-- YOUR GOAL --
In the response, each entry below should appear again exactly as given.

-- SUPPLIED MATERIAL --
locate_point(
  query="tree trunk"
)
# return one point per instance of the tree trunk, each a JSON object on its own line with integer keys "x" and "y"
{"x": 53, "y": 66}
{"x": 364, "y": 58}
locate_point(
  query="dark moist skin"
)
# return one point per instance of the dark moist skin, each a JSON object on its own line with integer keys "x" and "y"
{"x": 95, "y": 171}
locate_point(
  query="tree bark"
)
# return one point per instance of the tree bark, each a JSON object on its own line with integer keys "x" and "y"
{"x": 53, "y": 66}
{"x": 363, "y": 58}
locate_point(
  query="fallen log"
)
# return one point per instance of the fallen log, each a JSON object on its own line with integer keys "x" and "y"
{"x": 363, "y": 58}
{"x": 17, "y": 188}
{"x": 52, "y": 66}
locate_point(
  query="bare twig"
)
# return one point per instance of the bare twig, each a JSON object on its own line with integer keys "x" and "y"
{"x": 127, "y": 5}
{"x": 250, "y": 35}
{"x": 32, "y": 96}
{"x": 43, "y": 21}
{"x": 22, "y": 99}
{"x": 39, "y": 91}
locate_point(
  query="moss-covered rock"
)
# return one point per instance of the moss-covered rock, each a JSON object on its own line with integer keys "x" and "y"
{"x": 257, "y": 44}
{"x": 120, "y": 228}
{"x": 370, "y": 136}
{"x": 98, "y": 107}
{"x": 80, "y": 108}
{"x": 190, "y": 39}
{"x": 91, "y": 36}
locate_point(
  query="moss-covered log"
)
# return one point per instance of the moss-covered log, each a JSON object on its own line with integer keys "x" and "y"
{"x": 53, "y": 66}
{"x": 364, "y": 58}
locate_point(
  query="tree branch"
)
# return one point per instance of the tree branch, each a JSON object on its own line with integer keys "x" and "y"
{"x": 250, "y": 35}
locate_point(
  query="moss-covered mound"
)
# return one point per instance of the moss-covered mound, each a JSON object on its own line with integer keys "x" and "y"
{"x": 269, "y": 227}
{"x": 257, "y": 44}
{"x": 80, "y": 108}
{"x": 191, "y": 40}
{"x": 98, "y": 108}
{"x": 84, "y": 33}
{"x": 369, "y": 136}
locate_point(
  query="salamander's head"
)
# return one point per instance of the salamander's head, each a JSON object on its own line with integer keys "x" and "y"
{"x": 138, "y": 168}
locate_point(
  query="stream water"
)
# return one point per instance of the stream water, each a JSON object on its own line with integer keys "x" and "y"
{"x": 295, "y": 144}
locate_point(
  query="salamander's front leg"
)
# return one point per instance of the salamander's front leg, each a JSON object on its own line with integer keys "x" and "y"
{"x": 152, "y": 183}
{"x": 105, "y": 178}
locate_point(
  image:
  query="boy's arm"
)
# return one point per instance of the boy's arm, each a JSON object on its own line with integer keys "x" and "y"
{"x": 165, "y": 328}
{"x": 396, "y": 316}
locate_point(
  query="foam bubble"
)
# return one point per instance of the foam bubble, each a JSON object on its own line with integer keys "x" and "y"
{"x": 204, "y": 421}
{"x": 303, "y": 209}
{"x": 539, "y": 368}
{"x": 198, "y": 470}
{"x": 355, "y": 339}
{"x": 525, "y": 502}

-- ANSWER TO THIS TASK --
locate_point(
  query="tree trunk"
)
# return one point per instance of the tree trunk, each a JSON object on its own line with integer keys "x" and "y"
{"x": 53, "y": 66}
{"x": 364, "y": 58}
locate_point(
  query="dark moist skin"
)
# return one point per instance of the dark moist skin, each a JSON object on its own line with integer keys "x" and "y"
{"x": 95, "y": 171}
locate_point(
  query="tree bark"
)
# return one point per instance of the tree bark, each a JSON object on its own line with integer keys "x" and "y"
{"x": 53, "y": 66}
{"x": 363, "y": 58}
locate_point(
  query="fallen log"
)
# return one point per instance of the fallen log, each a JSON object on its own line with integer keys "x" and "y"
{"x": 363, "y": 58}
{"x": 17, "y": 188}
{"x": 52, "y": 66}
locate_point(
  query="bare twig"
)
# return one point per instance of the bare twig, each a JSON object on its own line with integer keys "x" and "y"
{"x": 127, "y": 5}
{"x": 250, "y": 35}
{"x": 32, "y": 96}
{"x": 43, "y": 21}
{"x": 22, "y": 99}
{"x": 39, "y": 91}
locate_point(
  query="moss-covered rock"
)
# return one point per instance of the moss-covered rock, each a JSON object on its own line with integer keys "x" and "y"
{"x": 257, "y": 44}
{"x": 120, "y": 228}
{"x": 370, "y": 136}
{"x": 98, "y": 107}
{"x": 80, "y": 108}
{"x": 190, "y": 39}
{"x": 91, "y": 36}
locate_point(
  query="moss-covered log"
)
# return one point per instance of the moss-covered log, each a JSON object on its own line with integer keys "x" and "y"
{"x": 53, "y": 66}
{"x": 364, "y": 58}
locate_point(
  query="tree branch"
)
# return one point per instance of the tree branch, each a JSON object on its own line with integer keys "x" and "y"
{"x": 250, "y": 35}
locate_point(
  query="moss-covered mound"
)
# return one point per instance of the moss-covered mound, each a JSON object on its own line with integer keys "x" and "y"
{"x": 269, "y": 227}
{"x": 257, "y": 44}
{"x": 80, "y": 108}
{"x": 191, "y": 40}
{"x": 98, "y": 108}
{"x": 84, "y": 33}
{"x": 369, "y": 136}
locate_point(
  query="salamander's head"
)
# return one point per instance of the salamander's head, each a JSON object on its own line with integer keys "x" and "y"
{"x": 138, "y": 168}
locate_point(
  query="stream water"
)
# return one point per instance of the stream water, each a JSON object on its own line with integer keys "x" and "y"
{"x": 295, "y": 144}
locate_point(
  query="salamander's front leg"
)
# return one point per instance of the salamander's front leg, each a JSON object on its own line with integer keys "x" and "y"
{"x": 152, "y": 183}
{"x": 105, "y": 178}
locate_point(
  image:
  query="boy's arm"
)
# return one point per instance of the boy's arm, each a JSON object on its own line with integer keys "x" and "y"
{"x": 165, "y": 328}
{"x": 396, "y": 316}
locate_point(
  query="foam bubble"
)
# return one point per instance of the foam bubble, each a JSON object on its own line with integer keys "x" and "y"
{"x": 204, "y": 421}
{"x": 303, "y": 209}
{"x": 539, "y": 368}
{"x": 198, "y": 470}
{"x": 355, "y": 339}
{"x": 525, "y": 502}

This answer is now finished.